Record list |
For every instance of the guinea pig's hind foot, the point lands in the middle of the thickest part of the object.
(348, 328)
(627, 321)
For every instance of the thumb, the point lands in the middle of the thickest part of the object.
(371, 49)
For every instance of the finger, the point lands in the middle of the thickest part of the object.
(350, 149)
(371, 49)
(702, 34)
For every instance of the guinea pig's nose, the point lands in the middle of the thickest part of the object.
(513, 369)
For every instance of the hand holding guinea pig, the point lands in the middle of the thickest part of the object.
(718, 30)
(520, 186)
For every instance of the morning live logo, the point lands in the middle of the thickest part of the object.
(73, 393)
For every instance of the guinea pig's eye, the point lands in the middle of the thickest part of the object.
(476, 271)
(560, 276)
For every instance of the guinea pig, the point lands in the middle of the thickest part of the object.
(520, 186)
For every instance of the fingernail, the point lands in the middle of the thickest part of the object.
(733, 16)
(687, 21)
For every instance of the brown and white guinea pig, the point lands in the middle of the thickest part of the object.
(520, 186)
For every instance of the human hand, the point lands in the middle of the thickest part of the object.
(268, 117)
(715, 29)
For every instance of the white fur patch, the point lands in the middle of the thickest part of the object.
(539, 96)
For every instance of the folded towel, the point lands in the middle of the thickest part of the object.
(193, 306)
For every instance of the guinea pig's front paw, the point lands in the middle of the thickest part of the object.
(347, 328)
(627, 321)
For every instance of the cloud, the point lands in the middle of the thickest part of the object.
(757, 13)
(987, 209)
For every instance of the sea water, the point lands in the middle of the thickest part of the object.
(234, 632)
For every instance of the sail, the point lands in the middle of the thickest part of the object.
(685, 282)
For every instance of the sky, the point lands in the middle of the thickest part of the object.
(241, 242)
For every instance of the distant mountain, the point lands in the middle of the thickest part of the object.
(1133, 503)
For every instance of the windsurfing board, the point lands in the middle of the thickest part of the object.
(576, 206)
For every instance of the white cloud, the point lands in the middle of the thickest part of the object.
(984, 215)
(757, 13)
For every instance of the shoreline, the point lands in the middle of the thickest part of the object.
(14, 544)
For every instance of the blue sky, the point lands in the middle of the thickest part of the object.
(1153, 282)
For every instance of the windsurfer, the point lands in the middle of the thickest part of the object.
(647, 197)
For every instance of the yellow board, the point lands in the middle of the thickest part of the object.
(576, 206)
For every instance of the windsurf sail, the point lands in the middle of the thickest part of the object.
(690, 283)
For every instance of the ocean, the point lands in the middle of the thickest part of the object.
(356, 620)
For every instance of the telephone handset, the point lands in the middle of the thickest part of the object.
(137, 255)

Given problem | Put the entries above into a two-column CSV with the header "text" and "answer" and one row per entry. Wrap each field in double quotes and turn any line breaks into spaces.

Solution to this task |
text,answer
"For every instance of the guinea pig's hind foot, the point lands in the middle of the thickest part of the object.","(348, 328) (627, 321)"
"For every instance of the thumb, the point lands in the middle of the thickest part of the object.","(371, 49)"
"For every instance of the finger, the point lands in the middle of the thickest part of the object.","(350, 149) (371, 49) (702, 34)"
"For every instance of the guinea pig's nose, the point lands in the middle of the thickest part of the object.","(513, 369)"
"For every instance of the hand holding guinea pig, the point lands in the middle of the thickest part of the object.","(718, 30) (520, 186)"
"For every instance of the morning live logo, the point lands in the middle of the thickest part of the object.","(73, 393)"
"For every instance of the guinea pig's eye, the point lands in the middle of the thickest part of the object.","(476, 271) (560, 276)"
"For every instance of the guinea pig, the point lands in the middle of the thickest part of the object.","(520, 186)"
"For every instance of the fingernail, the point lands in the middle of the thickest part of the object.","(733, 16) (687, 21)"
"For every instance of the brown and white guinea pig, the point lands in the middle of the thickest part of the object.","(520, 186)"
"For every instance of the human hand, the point lands in the middle of the thickest part of the object.","(268, 117) (715, 29)"
"For every instance of the white fur patch, the point lands in the middle of the thickest part of the object.","(539, 96)"
"For every instance of the folded towel, the point lands in the middle of the thickest part of the object.","(193, 306)"
"For every instance of the guinea pig's front paw, the point lands in the middle of the thickest part of the object.","(347, 328) (627, 321)"
"For every instance of the cloud, the point lands in the middle of the thickest part of the object.","(757, 13) (987, 209)"
"For every instance of the sea water, the point lands in the middle of the thickest part of the object.","(234, 632)"
"For every instance of the sail, the point lands in the middle of the thickest part of the object.","(685, 282)"
"For every instance of the sky, the point lands in the middle of the thickest part of the object.","(241, 242)"
"For every instance of the distant mountain, the point lands in the middle of the thickest part of the object.","(1133, 503)"
"For every instance of the windsurfing board, the point lands in the middle of the thickest part of the object.","(576, 206)"
"For every instance of the white cloud, the point lands in the middle of the thickest part of the object.","(984, 215) (757, 13)"
"For every instance of the shoreline, the point lands in the middle of the thickest part of the object.","(14, 544)"
"For every instance of the blue sky, the point lands in the middle of the thickest part of the object.","(1153, 282)"
"For every instance of the windsurfer, the point lands in the middle of the thickest part of the object.","(647, 197)"
"For every instance of the yellow board, the point lands in the middle of the thickest part of the object.","(576, 206)"
"For every instance of the windsurf sail, the point lands in the middle of the thickest part of the object.","(690, 283)"
"For every instance of the ocean, the point lands in the middle of the thickest part of the object.","(356, 620)"
"For every instance of the telephone handset, the point lands in the middle of the thickest part of the object.","(137, 255)"